## EXCERPTED PASSAGE
▼
Institute for War and Peace Reporting | Giving Voice, Driving Change
Moldova: More Inclusive Governance Needed
Alexander Stoianoglo, a former member of parliament and now an expert at Crisis Management Initiative. (Photo: IWPR/Piligrim Demo)
Sergey Duminika, the representative of Roma community in Gagauzia, raised the issue of minority rights. (Photo: IWPR/Piligrim Demo)
Konstantin Tausamji, head of the department of economics at Comrat university. (Photo: IWPR/Piligrim Demo)
The first panel of the conference entitled Access to Electoral Processes and Governance in Moldova: Challenges and Perspectives. (Photo: IWPR/Piligrim Demo)
Ecaterina Jecova (middle) a member of the Gagauzia assembly, called for support to ensure better gender equality. (Photo: IWPR/Piligrim Demo)
Natalia Djandjgava of the Crisis Management Initiative (CMI) . (Photo: IWPR/Piligrim Demo)
Vladimir Bolya (left) member of the Moldovan parliament and Mihail Sirkeli, executive director of Piligrim-Demo. (Photo: IWPR/Piligrim Demo)
A conference held in the autonomous territorial unit of Gaugazia explored ways to include the region in the wider politics of Moldova.
▲
## WRITTEN REQUEST
Answer these questions using the page on inclusive governance in Moldova:
1. Which community does Sergey Duminika represent?
2. What position does Mihail Sirkeli hold?
3. What was the title of the conference's first panel?

(A block of data)
▼
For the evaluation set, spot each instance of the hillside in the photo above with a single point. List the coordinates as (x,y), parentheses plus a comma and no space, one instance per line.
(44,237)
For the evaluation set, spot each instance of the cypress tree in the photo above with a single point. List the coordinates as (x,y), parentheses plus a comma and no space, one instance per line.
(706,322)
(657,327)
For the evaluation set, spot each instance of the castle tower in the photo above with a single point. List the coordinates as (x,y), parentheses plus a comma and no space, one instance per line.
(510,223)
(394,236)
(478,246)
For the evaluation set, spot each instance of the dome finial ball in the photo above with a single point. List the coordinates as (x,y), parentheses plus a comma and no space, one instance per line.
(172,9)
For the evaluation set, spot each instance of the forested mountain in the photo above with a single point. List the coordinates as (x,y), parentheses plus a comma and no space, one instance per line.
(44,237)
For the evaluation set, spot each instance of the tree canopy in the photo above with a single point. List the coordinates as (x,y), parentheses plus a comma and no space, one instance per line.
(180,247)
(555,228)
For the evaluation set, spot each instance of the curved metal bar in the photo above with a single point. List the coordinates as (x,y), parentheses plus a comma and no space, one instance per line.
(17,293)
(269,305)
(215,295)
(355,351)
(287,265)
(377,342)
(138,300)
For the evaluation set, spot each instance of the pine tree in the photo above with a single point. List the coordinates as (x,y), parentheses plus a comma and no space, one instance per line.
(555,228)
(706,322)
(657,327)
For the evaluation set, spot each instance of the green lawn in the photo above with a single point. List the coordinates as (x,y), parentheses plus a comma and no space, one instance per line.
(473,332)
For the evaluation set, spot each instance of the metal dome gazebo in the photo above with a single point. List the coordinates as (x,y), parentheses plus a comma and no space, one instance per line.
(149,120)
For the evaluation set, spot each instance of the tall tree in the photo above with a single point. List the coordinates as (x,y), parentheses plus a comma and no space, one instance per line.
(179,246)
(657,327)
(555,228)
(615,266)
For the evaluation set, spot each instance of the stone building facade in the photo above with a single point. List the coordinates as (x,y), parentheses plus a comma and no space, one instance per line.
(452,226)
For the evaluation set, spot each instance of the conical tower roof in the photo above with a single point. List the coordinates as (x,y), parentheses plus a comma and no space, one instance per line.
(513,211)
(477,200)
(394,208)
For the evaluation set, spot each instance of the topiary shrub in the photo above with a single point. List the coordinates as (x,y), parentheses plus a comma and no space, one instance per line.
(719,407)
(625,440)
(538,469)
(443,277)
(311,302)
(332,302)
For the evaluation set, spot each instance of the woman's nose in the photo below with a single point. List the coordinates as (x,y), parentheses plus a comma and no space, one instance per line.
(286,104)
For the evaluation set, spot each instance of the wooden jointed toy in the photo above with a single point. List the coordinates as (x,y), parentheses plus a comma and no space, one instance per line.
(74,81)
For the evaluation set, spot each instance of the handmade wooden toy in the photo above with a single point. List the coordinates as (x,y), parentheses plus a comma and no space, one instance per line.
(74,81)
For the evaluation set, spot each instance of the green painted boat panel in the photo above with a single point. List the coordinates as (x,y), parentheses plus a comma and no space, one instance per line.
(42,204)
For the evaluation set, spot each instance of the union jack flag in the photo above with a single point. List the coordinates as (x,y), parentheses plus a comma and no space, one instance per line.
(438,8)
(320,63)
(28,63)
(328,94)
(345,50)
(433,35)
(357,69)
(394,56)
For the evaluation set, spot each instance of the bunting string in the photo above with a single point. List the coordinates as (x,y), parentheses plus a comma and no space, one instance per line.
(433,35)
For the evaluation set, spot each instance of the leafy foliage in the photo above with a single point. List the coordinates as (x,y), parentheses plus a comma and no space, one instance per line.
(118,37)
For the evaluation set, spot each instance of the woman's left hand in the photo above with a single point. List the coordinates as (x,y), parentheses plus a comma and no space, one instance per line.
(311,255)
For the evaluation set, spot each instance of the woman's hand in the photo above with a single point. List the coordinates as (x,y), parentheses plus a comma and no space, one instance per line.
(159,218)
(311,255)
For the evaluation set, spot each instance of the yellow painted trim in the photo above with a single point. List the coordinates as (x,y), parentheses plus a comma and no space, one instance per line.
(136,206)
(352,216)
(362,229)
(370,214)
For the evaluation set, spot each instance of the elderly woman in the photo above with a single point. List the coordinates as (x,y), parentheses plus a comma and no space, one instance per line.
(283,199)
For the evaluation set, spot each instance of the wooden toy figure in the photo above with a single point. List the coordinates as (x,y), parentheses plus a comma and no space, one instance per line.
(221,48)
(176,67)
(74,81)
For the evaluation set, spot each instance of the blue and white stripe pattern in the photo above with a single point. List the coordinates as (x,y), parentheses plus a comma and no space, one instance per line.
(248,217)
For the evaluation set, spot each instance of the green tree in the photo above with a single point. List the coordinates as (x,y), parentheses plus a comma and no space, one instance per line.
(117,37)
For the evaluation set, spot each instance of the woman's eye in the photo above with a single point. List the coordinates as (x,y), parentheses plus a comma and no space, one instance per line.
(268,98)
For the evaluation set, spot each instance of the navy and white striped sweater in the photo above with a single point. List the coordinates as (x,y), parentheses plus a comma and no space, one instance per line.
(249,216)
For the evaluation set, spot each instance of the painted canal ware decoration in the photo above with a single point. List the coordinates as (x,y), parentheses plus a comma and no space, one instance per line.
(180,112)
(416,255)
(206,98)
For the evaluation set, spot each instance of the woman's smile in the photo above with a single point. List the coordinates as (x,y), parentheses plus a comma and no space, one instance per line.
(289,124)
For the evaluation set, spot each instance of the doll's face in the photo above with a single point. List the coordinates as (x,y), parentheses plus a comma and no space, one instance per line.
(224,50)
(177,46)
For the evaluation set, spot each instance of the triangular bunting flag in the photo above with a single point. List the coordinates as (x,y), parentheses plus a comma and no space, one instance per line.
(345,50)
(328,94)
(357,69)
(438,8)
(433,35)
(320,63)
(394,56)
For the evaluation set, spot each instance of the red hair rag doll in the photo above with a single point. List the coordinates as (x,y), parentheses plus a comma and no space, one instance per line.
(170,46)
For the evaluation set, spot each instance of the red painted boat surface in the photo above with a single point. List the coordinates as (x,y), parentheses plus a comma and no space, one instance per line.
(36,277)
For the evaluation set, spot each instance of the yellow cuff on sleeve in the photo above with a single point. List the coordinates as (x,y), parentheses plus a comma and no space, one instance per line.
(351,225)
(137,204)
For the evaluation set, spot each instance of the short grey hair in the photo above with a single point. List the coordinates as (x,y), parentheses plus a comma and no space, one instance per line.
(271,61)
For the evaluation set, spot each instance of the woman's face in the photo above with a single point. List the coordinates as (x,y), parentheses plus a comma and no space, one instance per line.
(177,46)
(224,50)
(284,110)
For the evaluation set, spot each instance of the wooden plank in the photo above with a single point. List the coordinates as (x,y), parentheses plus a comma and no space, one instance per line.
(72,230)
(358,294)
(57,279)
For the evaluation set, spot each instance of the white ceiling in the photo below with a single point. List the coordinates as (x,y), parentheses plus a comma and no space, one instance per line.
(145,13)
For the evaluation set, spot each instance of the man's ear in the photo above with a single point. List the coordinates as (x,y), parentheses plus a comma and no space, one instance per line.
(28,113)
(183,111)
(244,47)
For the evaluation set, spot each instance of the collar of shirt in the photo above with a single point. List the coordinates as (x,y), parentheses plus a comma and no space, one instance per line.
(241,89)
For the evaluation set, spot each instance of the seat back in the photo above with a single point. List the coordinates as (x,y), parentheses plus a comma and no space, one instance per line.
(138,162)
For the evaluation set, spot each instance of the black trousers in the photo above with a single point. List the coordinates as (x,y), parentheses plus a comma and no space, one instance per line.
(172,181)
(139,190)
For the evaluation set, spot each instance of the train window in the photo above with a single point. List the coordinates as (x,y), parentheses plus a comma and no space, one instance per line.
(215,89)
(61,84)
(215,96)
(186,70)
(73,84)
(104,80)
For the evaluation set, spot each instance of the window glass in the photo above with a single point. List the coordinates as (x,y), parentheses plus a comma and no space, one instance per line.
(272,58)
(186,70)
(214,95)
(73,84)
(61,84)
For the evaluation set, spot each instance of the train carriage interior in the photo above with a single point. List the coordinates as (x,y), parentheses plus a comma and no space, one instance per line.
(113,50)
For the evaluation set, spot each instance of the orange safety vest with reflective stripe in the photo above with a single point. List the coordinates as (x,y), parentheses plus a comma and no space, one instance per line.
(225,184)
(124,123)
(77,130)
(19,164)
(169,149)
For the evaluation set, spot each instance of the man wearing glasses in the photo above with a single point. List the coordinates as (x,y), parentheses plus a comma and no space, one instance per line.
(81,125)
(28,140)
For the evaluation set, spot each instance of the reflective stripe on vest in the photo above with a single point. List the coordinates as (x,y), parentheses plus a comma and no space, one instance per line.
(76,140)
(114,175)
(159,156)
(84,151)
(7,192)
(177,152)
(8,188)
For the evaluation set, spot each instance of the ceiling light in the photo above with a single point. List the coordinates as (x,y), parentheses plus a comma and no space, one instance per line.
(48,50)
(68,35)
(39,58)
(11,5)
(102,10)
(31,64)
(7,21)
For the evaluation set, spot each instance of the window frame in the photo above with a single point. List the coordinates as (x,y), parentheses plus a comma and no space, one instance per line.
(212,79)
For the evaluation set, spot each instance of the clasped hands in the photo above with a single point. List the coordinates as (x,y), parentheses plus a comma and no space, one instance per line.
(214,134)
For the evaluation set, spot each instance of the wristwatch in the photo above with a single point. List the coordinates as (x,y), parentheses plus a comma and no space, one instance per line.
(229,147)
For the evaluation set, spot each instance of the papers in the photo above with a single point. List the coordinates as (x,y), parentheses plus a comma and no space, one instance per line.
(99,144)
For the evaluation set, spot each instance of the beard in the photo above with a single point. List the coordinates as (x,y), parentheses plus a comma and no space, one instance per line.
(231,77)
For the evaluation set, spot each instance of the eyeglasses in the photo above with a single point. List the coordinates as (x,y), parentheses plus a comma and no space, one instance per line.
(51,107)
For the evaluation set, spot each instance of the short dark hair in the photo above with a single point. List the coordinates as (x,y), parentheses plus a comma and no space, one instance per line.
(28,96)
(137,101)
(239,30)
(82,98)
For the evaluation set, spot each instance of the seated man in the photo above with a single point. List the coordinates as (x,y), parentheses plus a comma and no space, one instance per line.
▲
## TASK OUTPUT
1. The Roma community in Gagauzia.
2. Executive director of Piligrim-Demo.
3. Access to Electoral Processes and Governance in Moldova: Challenges and Perspectives.